Aim of the exercise: How many lines in the rows below contain the word "soldier"? Reply with the number alone.

Working data:
#####
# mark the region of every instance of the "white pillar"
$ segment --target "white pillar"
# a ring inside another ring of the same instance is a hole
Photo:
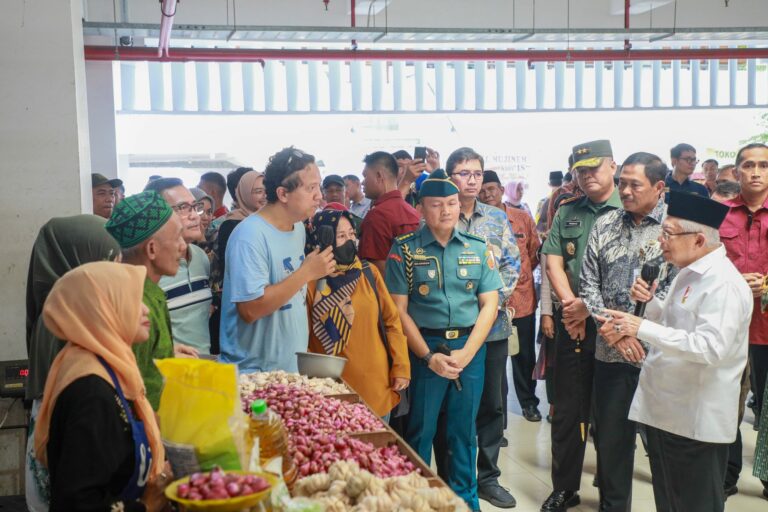
[[[115,93],[112,62],[85,63],[88,85],[88,128],[91,168],[109,178],[117,178],[117,136],[115,133]]]
[[[81,0],[3,2],[0,45],[0,360],[22,359],[27,265],[52,216],[90,212]]]

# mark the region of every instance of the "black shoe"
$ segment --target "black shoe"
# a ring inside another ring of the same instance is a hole
[[[478,487],[477,497],[498,508],[514,508],[517,505],[515,497],[499,484]]]
[[[541,421],[541,413],[535,405],[529,405],[528,407],[523,407],[523,418],[533,422]]]
[[[565,512],[566,509],[581,503],[576,491],[552,491],[541,506],[541,512]]]

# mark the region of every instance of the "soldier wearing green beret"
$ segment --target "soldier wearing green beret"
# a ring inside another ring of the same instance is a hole
[[[547,277],[560,305],[555,308],[555,410],[552,417],[552,488],[542,512],[575,506],[584,464],[592,399],[597,330],[579,298],[579,274],[595,221],[621,208],[613,182],[611,144],[596,140],[573,148],[573,166],[585,196],[563,201],[542,246]]]
[[[150,191],[122,200],[105,227],[120,244],[123,263],[147,268],[142,300],[149,308],[149,339],[145,343],[134,344],[132,349],[144,379],[147,399],[157,410],[160,408],[163,377],[154,359],[173,357],[168,303],[157,283],[162,276],[175,276],[179,271],[179,260],[187,250],[181,236],[183,226],[165,199]]]
[[[484,239],[457,229],[458,194],[442,169],[424,181],[419,202],[425,225],[395,239],[386,283],[411,355],[405,438],[429,463],[444,410],[451,453],[448,483],[471,510],[479,510],[475,418],[485,372],[484,342],[496,319],[502,282]]]

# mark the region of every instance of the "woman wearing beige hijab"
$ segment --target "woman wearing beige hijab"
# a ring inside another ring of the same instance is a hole
[[[170,468],[131,345],[149,336],[146,269],[87,263],[59,279],[43,308],[67,343],[48,373],[35,453],[51,512],[162,511]]]

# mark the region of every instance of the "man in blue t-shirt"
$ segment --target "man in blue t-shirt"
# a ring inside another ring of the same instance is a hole
[[[306,285],[334,272],[332,248],[304,256],[302,221],[322,199],[315,157],[285,148],[264,173],[267,204],[237,225],[227,243],[221,305],[221,360],[243,371],[296,372],[307,350]]]
[[[670,190],[709,197],[707,187],[691,180],[691,175],[696,170],[696,164],[699,163],[696,159],[696,148],[682,142],[673,147],[669,153],[672,160],[672,172],[667,174],[667,178],[664,180],[664,201],[669,203]]]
#####
Correct answer: 2